## Data under study

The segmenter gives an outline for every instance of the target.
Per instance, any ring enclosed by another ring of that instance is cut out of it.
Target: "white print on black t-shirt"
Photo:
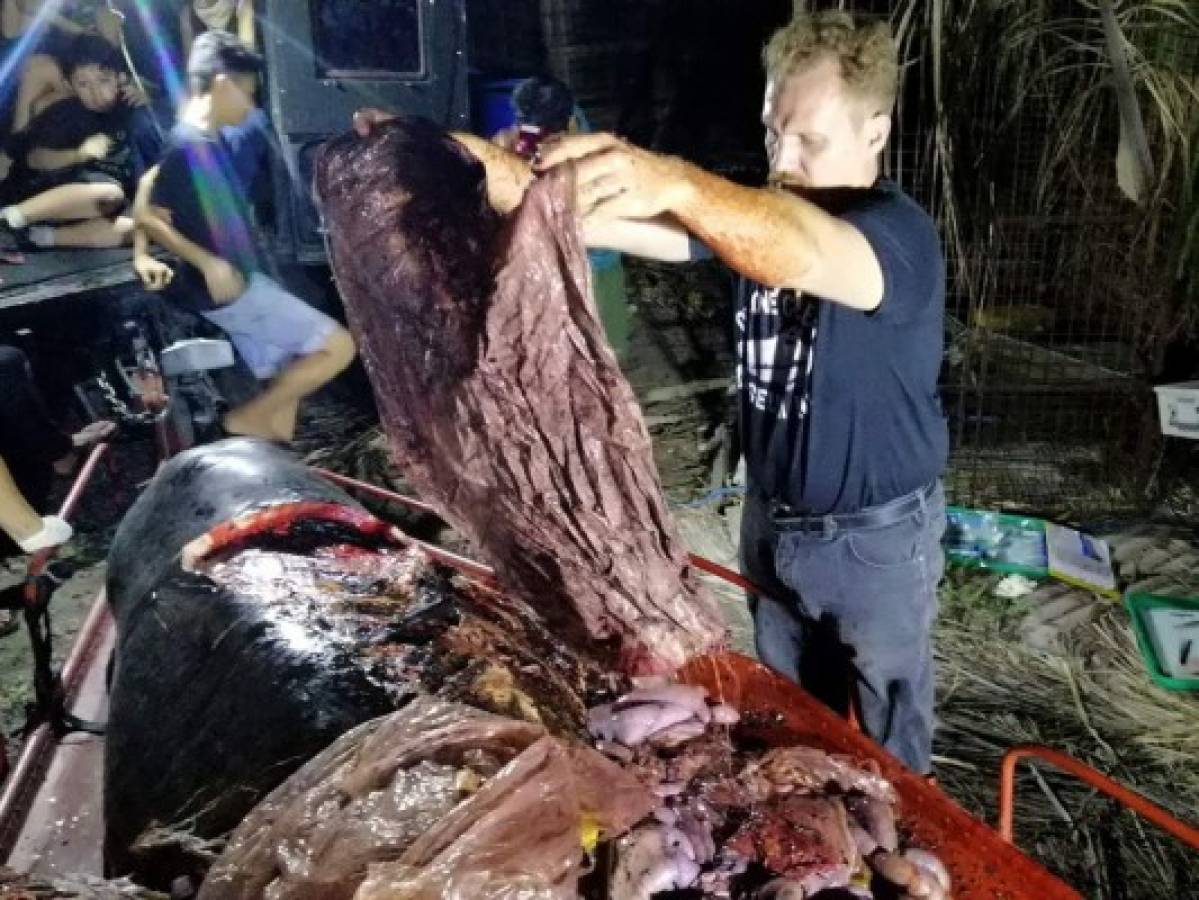
[[[737,310],[737,389],[751,409],[780,421],[808,414],[816,303],[793,290],[756,286]]]

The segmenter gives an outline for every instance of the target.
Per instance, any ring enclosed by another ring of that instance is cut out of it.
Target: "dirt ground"
[[[21,560],[8,560],[0,568],[0,588],[25,577]],[[104,586],[104,563],[85,566],[54,596],[54,660],[61,666],[71,649],[79,626],[87,617],[96,595]],[[0,639],[0,728],[8,738],[12,763],[20,749],[20,730],[25,722],[25,705],[33,700],[33,656],[22,629]]]

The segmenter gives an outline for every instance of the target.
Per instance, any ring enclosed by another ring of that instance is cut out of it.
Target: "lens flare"
[[[154,15],[151,7],[153,0],[133,0],[130,4],[138,20],[142,23],[146,37],[154,51],[154,62],[162,84],[166,88],[171,104],[178,107],[187,99],[187,91],[183,83],[184,67],[177,55],[174,44],[163,34],[162,26]]]
[[[4,93],[7,93],[11,86],[14,86],[19,80],[21,65],[27,58],[34,54],[38,43],[42,39],[42,35],[50,27],[50,21],[62,9],[62,4],[63,0],[50,0],[49,3],[42,4],[41,8],[34,14],[29,27],[25,29],[25,33],[21,35],[9,51],[8,58],[3,63],[0,63],[0,86],[2,86]]]
[[[242,199],[245,186],[240,177],[212,147],[192,144],[187,156],[200,211],[216,244],[217,256],[239,268],[256,268],[256,244],[245,216],[249,204]]]

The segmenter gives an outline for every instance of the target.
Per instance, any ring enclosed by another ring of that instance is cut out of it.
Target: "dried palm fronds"
[[[1070,232],[1055,236],[1068,249],[1064,277],[1097,264],[1105,277],[1124,268],[1108,280],[1113,292],[1150,307],[1137,335],[1149,356],[1193,331],[1199,7],[899,0],[893,21],[908,77],[919,82],[905,92],[900,121],[914,117],[927,135],[917,168],[935,176],[928,191],[971,303],[993,302],[1001,286],[996,260],[1015,249],[1003,219],[1042,217]],[[1118,189],[1130,158],[1139,210]],[[1087,224],[1111,217],[1123,224],[1110,233]],[[1159,277],[1147,279],[1148,271]],[[1135,284],[1124,284],[1133,273]]]
[[[1199,697],[1151,684],[1123,612],[1113,609],[1085,628],[1068,655],[1036,653],[1004,637],[998,614],[988,620],[978,612],[996,604],[980,583],[960,589],[973,596],[948,598],[937,636],[937,767],[945,789],[994,822],[1003,753],[1042,743],[1193,820]],[[1085,895],[1199,892],[1193,852],[1091,789],[1035,764],[1022,767],[1018,785],[1017,843]]]

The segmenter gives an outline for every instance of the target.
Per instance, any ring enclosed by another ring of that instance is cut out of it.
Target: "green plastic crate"
[[[1137,636],[1137,647],[1149,670],[1149,677],[1155,683],[1168,691],[1199,691],[1199,678],[1171,678],[1162,668],[1157,658],[1157,650],[1153,639],[1149,636],[1149,628],[1145,624],[1144,614],[1151,609],[1181,609],[1199,612],[1199,597],[1164,597],[1158,594],[1128,594],[1124,597],[1124,605],[1132,616],[1133,631]],[[1199,634],[1195,635],[1199,640]]]

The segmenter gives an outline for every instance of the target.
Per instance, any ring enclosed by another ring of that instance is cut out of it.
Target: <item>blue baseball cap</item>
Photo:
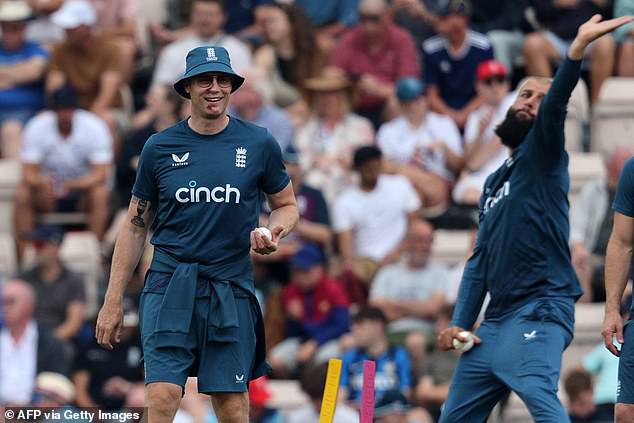
[[[231,76],[233,80],[231,84],[231,92],[234,92],[244,82],[244,78],[235,73],[231,67],[231,59],[229,52],[224,47],[203,46],[196,47],[187,53],[185,59],[185,73],[174,84],[174,89],[185,98],[191,98],[189,93],[185,91],[185,81],[196,75],[209,72],[220,72]]]
[[[308,270],[324,263],[324,254],[321,248],[314,244],[306,244],[300,248],[291,260],[291,267]]]
[[[471,2],[469,0],[449,0],[442,4],[437,14],[442,17],[449,15],[471,16]]]
[[[396,97],[399,101],[412,101],[425,92],[425,83],[418,78],[406,77],[396,82]]]

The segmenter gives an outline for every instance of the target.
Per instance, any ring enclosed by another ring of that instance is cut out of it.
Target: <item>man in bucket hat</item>
[[[249,253],[275,252],[297,205],[275,139],[225,113],[244,81],[227,50],[197,47],[186,65],[174,88],[191,99],[191,116],[141,152],[96,336],[106,348],[118,341],[123,292],[153,226],[139,312],[149,421],[172,421],[187,377],[197,376],[221,423],[246,422],[248,383],[269,370]],[[271,237],[255,230],[260,191],[273,210]]]

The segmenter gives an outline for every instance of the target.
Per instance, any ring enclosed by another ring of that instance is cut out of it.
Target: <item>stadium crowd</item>
[[[270,377],[298,380],[310,401],[276,410],[254,381],[252,421],[316,422],[325,363],[341,357],[335,422],[358,421],[364,359],[377,362],[376,421],[433,422],[459,354],[438,351],[435,333],[464,266],[434,260],[435,231],[475,231],[484,180],[508,155],[494,129],[522,78],[552,76],[593,14],[633,11],[634,0],[0,0],[0,158],[22,175],[8,217],[18,270],[0,284],[0,405],[143,406],[151,246],[113,351],[94,339],[95,304],[141,149],[188,116],[172,88],[185,56],[218,45],[246,77],[229,114],[279,142],[300,210],[279,251],[253,259]],[[634,77],[634,26],[591,46],[590,107],[612,76]],[[590,133],[580,151],[596,150]],[[572,202],[582,302],[604,300],[610,204],[633,152],[603,151],[607,177]],[[96,289],[62,257],[77,231],[99,245]],[[573,421],[611,421],[615,360],[599,346],[564,375]],[[190,382],[177,421],[215,421]]]

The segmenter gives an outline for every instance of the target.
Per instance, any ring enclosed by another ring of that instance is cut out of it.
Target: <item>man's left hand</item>
[[[577,36],[572,41],[568,50],[568,57],[573,60],[583,59],[585,48],[596,40],[617,29],[620,26],[634,21],[634,16],[621,16],[620,18],[601,20],[601,15],[594,15],[577,30]]]

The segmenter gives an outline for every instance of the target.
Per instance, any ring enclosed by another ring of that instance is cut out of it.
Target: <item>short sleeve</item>
[[[328,205],[321,191],[315,191],[315,223],[330,226],[330,215]]]
[[[354,349],[348,351],[343,355],[342,363],[341,363],[341,378],[339,378],[339,386],[343,386],[344,388],[348,388],[348,383],[350,380],[350,372],[352,360],[354,360],[354,356],[356,351]]]
[[[117,48],[114,42],[108,41],[105,44],[107,47],[105,48],[103,57],[106,59],[105,64],[106,68],[104,71],[106,72],[121,72],[122,71],[122,58],[119,49]]]
[[[158,199],[158,186],[156,181],[155,154],[153,136],[143,146],[141,155],[139,156],[139,164],[137,166],[136,180],[132,187],[132,195],[143,200],[156,203]]]
[[[86,290],[84,288],[84,281],[81,276],[76,273],[71,273],[70,276],[72,279],[72,283],[69,285],[71,289],[69,289],[69,301],[78,301],[81,303],[86,302]]]
[[[407,352],[403,348],[399,348],[396,352],[396,368],[398,369],[397,372],[401,390],[410,389],[412,387],[412,363],[407,355]]]
[[[479,114],[477,112],[472,112],[471,114],[469,114],[469,117],[467,118],[467,123],[465,124],[465,128],[464,128],[464,144],[465,145],[470,145],[473,144],[473,142],[476,140],[476,138],[478,137],[478,126],[479,126]]]
[[[345,194],[337,198],[335,201],[335,207],[333,211],[333,228],[336,232],[349,231],[354,227],[352,215],[350,214],[350,207],[348,207],[348,201]]]
[[[462,137],[454,121],[449,118],[443,119],[442,128],[442,139],[447,147],[449,147],[454,154],[462,156]]]
[[[30,50],[33,57],[41,57],[45,60],[48,60],[49,58],[48,51],[39,44],[33,43]]]
[[[386,298],[388,296],[389,269],[391,269],[391,266],[383,267],[377,272],[370,288],[370,299]]]
[[[407,213],[415,212],[416,210],[420,209],[422,205],[420,197],[414,189],[414,186],[408,179],[405,178],[403,178],[403,201],[405,211]]]
[[[634,218],[634,157],[623,166],[612,208],[622,215]]]
[[[275,138],[268,132],[266,148],[268,150],[268,158],[264,168],[261,187],[262,191],[267,194],[277,194],[288,185],[291,179],[284,166],[282,149]]]
[[[438,85],[438,68],[433,61],[433,54],[423,50],[423,79],[427,85]]]
[[[95,118],[91,134],[93,142],[90,161],[95,164],[112,163],[112,136],[110,130],[101,118],[97,116]]]
[[[28,164],[38,164],[42,162],[43,143],[41,142],[41,125],[39,125],[41,117],[31,119],[24,128],[22,138],[22,151],[20,158],[22,162]]]

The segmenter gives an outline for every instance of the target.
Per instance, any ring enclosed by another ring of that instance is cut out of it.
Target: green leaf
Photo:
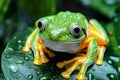
[[[67,80],[60,73],[65,69],[58,69],[56,63],[72,58],[74,55],[56,52],[56,57],[41,66],[33,65],[33,53],[23,53],[22,46],[28,35],[33,31],[28,28],[22,34],[14,37],[2,53],[2,70],[6,80]],[[109,54],[108,51],[106,54]],[[92,65],[86,73],[85,80],[117,80],[120,74],[120,58],[105,55],[102,66]],[[74,71],[70,80],[75,80],[78,71]]]

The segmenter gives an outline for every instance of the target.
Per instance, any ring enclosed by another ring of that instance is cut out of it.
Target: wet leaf
[[[22,34],[14,37],[2,53],[2,70],[6,80],[67,80],[60,73],[65,69],[58,69],[56,63],[70,59],[73,55],[56,52],[56,57],[41,66],[33,65],[33,53],[23,53],[22,46],[28,35],[33,31],[28,28]],[[109,54],[106,51],[106,54]],[[120,74],[120,58],[105,55],[102,66],[89,67],[85,80],[118,80]],[[74,71],[70,80],[75,80],[78,71]]]

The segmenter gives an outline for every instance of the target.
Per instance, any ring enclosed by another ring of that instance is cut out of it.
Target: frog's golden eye
[[[78,37],[81,33],[81,28],[79,24],[73,23],[70,27],[70,33],[71,35]]]
[[[45,21],[39,21],[37,23],[38,28],[40,29],[40,31],[44,31],[45,27],[46,27],[46,22]]]

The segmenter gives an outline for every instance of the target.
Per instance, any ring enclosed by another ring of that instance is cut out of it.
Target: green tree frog
[[[49,57],[55,56],[51,50],[73,53],[74,58],[56,65],[63,68],[71,64],[61,73],[64,78],[70,78],[72,72],[80,67],[77,80],[85,79],[87,68],[94,62],[102,65],[109,38],[97,20],[91,19],[87,22],[81,13],[65,11],[40,18],[35,22],[35,26],[23,47],[24,52],[33,50],[33,64],[42,65],[49,62],[46,54]]]

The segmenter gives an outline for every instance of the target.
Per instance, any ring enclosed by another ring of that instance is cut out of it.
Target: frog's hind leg
[[[98,53],[97,43],[98,43],[97,38],[94,38],[92,41],[90,41],[88,45],[87,59],[85,60],[85,62],[82,63],[80,71],[76,76],[78,80],[84,80],[86,70],[91,64],[95,62]]]
[[[86,60],[86,56],[81,56],[81,57],[75,57],[71,60],[68,60],[68,61],[63,61],[63,62],[59,62],[57,63],[57,66],[59,68],[63,68],[65,65],[67,64],[71,64],[72,63],[72,66],[69,66],[69,68],[62,72],[61,75],[64,77],[64,78],[70,78],[70,75],[71,73],[80,65],[82,64],[85,60]]]

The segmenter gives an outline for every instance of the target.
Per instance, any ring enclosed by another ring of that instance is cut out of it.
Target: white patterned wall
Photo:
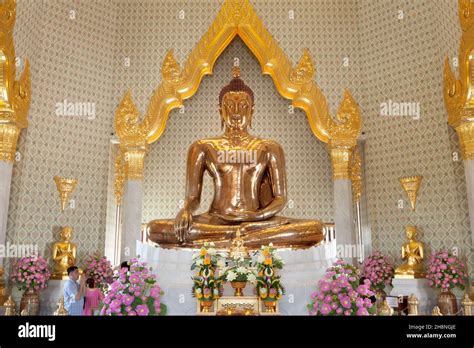
[[[30,60],[33,90],[30,124],[18,146],[22,157],[14,166],[7,239],[37,243],[45,256],[58,227],[67,224],[75,229],[80,261],[103,252],[115,109],[114,13],[112,1],[17,3],[16,53]],[[56,103],[64,99],[95,103],[95,118],[57,116]],[[54,175],[79,179],[75,209],[60,212]]]
[[[359,100],[374,248],[400,263],[404,227],[414,224],[428,249],[456,248],[472,273],[464,168],[453,161],[459,146],[442,94],[444,57],[455,57],[459,47],[457,1],[361,0],[359,13]],[[389,99],[420,103],[420,119],[380,116],[380,104]],[[415,174],[423,182],[413,212],[398,178]]]

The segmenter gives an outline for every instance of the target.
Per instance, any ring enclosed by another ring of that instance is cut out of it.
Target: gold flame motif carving
[[[115,157],[115,182],[114,182],[114,195],[115,204],[122,205],[123,200],[123,188],[125,183],[125,164],[123,155],[118,153]]]
[[[358,148],[354,149],[351,168],[351,180],[352,198],[354,202],[360,202],[360,196],[362,194],[362,160],[360,158]]]
[[[77,179],[62,178],[56,175],[54,177],[54,182],[56,183],[56,188],[59,192],[59,199],[61,200],[61,211],[64,211],[72,192],[77,186]]]
[[[359,107],[350,93],[345,91],[336,120],[328,128],[328,149],[334,180],[351,179],[352,154],[360,128]]]
[[[418,195],[422,179],[421,175],[407,176],[399,179],[413,210],[416,208],[416,196]]]
[[[18,136],[28,126],[31,78],[28,60],[18,81],[15,81],[15,49],[13,27],[14,0],[0,2],[0,161],[13,162]]]
[[[313,79],[314,73],[313,59],[309,50],[305,48],[298,65],[291,71],[290,81],[296,84],[305,84]]]
[[[162,65],[163,79],[149,102],[140,121],[128,92],[115,116],[115,129],[121,147],[144,146],[153,143],[163,134],[169,112],[192,97],[204,75],[212,73],[217,58],[239,36],[259,61],[263,74],[272,77],[279,93],[292,101],[294,107],[306,112],[314,135],[328,143],[333,134],[338,142],[355,146],[360,132],[360,115],[357,104],[346,91],[341,106],[343,115],[333,120],[326,98],[312,79],[314,67],[307,49],[297,66],[292,64],[278,43],[267,31],[249,0],[226,0],[214,22],[208,28],[183,68],[179,67],[170,50]]]
[[[444,102],[448,123],[458,136],[464,160],[474,159],[474,3],[459,0],[462,28],[459,48],[459,80],[446,57],[444,63]]]

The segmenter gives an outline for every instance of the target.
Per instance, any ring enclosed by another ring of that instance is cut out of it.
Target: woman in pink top
[[[93,278],[86,280],[86,293],[84,301],[84,315],[94,315],[94,311],[99,309],[99,303],[103,300],[104,295],[99,288],[95,287]]]

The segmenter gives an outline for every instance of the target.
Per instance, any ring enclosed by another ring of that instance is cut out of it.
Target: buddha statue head
[[[59,232],[59,237],[60,237],[62,242],[71,241],[72,227],[71,226],[65,226],[65,227],[61,228],[61,231]]]
[[[254,105],[252,89],[240,78],[240,69],[232,68],[233,79],[219,94],[219,112],[226,129],[246,130],[251,128]]]
[[[407,226],[405,233],[407,235],[408,240],[416,240],[416,226]]]

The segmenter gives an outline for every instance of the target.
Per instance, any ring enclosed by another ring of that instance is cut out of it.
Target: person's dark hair
[[[87,287],[94,288],[95,287],[95,280],[94,278],[87,278],[86,280]]]
[[[249,95],[252,105],[254,104],[254,95],[252,89],[247,86],[244,81],[240,78],[240,68],[234,66],[232,68],[233,79],[229,82],[227,86],[222,87],[221,92],[219,93],[219,105],[222,105],[222,99],[224,95],[228,92],[245,92]]]
[[[359,285],[365,284],[365,280],[366,280],[366,279],[367,279],[366,277],[360,277],[360,279],[359,279]],[[377,302],[377,298],[375,297],[375,295],[374,295],[374,296],[370,296],[369,298],[370,298],[370,301],[371,301],[372,303]]]
[[[128,264],[128,261],[124,261],[120,264],[120,268],[126,268],[130,271],[130,265]]]
[[[71,266],[67,269],[67,275],[70,275],[72,272],[74,272],[76,269],[78,269],[76,266]]]

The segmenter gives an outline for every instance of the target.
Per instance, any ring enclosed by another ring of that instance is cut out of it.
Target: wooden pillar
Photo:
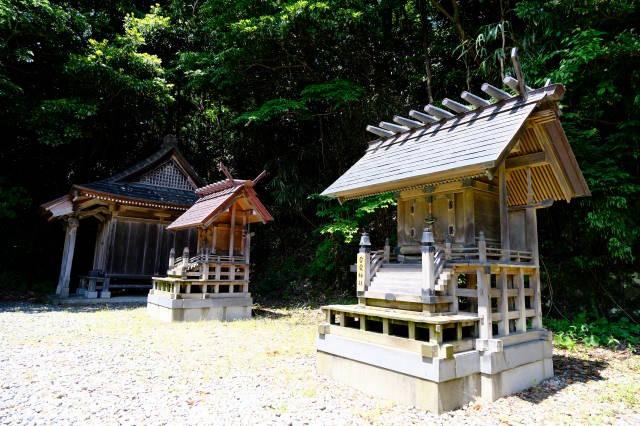
[[[360,330],[364,331],[367,328],[367,316],[360,315]]]
[[[213,237],[211,238],[211,253],[216,254],[216,244],[218,242],[218,227],[213,225]]]
[[[527,331],[527,316],[526,316],[526,304],[525,304],[525,296],[524,296],[524,273],[522,269],[518,271],[516,275],[513,276],[513,279],[516,280],[516,284],[518,286],[518,312],[520,316],[518,317],[518,331],[524,333]]]
[[[458,307],[458,274],[452,274],[451,275],[451,282],[449,283],[450,285],[450,295],[451,297],[453,297],[453,304],[451,307],[451,311],[454,314],[458,313],[459,307]]]
[[[509,242],[509,206],[507,204],[509,194],[507,193],[507,172],[504,168],[504,161],[498,168],[498,203],[500,204],[500,245],[503,251],[511,248]],[[508,260],[509,255],[503,255],[503,260]]]
[[[251,261],[250,261],[250,255],[251,255],[251,229],[247,228],[247,233],[244,236],[245,238],[245,243],[244,243],[244,262],[245,262],[245,269],[244,269],[244,280],[249,282],[249,274],[251,273]]]
[[[491,276],[483,269],[476,271],[478,290],[478,316],[480,317],[480,338],[491,339],[493,328],[491,327]]]
[[[498,275],[498,288],[500,289],[500,322],[498,323],[498,334],[507,336],[509,334],[509,289],[507,286],[507,271],[502,269]]]
[[[60,276],[58,277],[58,286],[56,287],[56,295],[59,297],[69,297],[69,280],[71,278],[73,252],[76,248],[76,234],[79,225],[80,223],[75,217],[67,219],[62,262],[60,264]]]
[[[463,208],[464,208],[464,244],[466,246],[476,245],[476,227],[475,227],[475,206],[474,193],[472,188],[465,188],[462,192]]]
[[[527,204],[532,205],[534,203],[534,196],[531,168],[528,168]],[[535,316],[531,320],[531,325],[533,328],[542,328],[542,293],[540,291],[540,254],[538,252],[538,218],[536,216],[536,209],[529,207],[525,210],[525,221],[527,246],[529,250],[531,250],[532,263],[536,267],[535,272],[529,276],[529,287],[533,289],[533,309],[535,310]]]
[[[236,234],[236,205],[231,206],[231,223],[229,225],[229,257],[233,257],[233,245]]]
[[[529,286],[533,288],[533,309],[536,315],[533,317],[533,328],[542,328],[542,293],[540,291],[540,270],[529,276]]]
[[[531,180],[531,168],[527,169],[527,204],[534,203],[533,183]],[[540,256],[538,253],[538,218],[536,209],[529,207],[525,209],[526,238],[527,247],[531,250],[532,262],[535,266],[540,266]]]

## What to work on
If a line in the entries above contains "white", report it.

## Answer to this problem
Target: "white print on black t-shirt"
Target: white patterned wall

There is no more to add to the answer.